▸ Excerpted passage:
TQAF Layer 2
Complete:
Introduction
The TQAF Layer 2 is the major top specific working layer based on PAT (TQAF Layer 1) objects. It offers tools for top analyses with the aim to resolve the topology of single top events and top anti-top events in all possible decay channels. At the moment development is driven by the analysis of top anti-top events in the semi-leptonic decay channel. An extension to the full leptonic decay channel is planned to be implemented soon and an extension to the full hadronic channel in analogy to the others should be straight forward. The user should keep in mind that the TQAF subsystem as well as the PAT has the aim to collect tools suitable for top analyses to solve technical and programming issues in order to get people into the physics problems as quick as possible. It does not do the analysis nor does it restrict the user's freedom in configuring, adapting, changing or extending existing implementations according to his/her needs. In some cases (like the choice/implementation of new variables for MVA methods or the choice/implementation of new constraints for the kinematic fit) users are especially encouraged actively to adapt the code according to his/her needs. Descriptions on how to do this are provided below.

▸ Goal a: Name each decay channel that the TQAF Layer 2 introduction mentions.
The TQAF Layer 2 introduction and the rows that come after it are drawn from unrelated sources.

▸ Data to use:

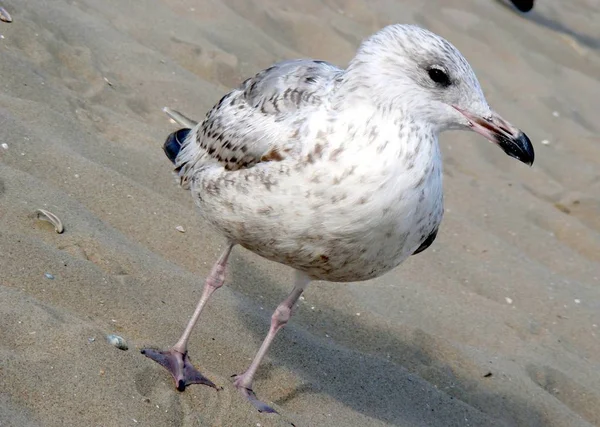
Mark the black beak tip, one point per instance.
(528, 155)
(518, 147)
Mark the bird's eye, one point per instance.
(439, 76)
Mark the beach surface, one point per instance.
(496, 324)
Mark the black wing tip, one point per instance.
(173, 143)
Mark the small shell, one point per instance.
(45, 215)
(4, 15)
(180, 118)
(117, 341)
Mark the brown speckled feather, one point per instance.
(247, 125)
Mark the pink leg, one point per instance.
(280, 317)
(176, 359)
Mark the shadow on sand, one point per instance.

▸ Goal b: Reproduce the rows word for word, from the row containing "Mark the brown" down to the final row, both included.

▸ Complete answer a: semi-leptonic, full leptonic, full hadronic

▸ Complete answer b:
Mark the brown speckled feather, one point per instance.
(247, 125)
Mark the pink leg, one point per instance.
(280, 317)
(176, 359)
Mark the shadow on sand, one point per instance.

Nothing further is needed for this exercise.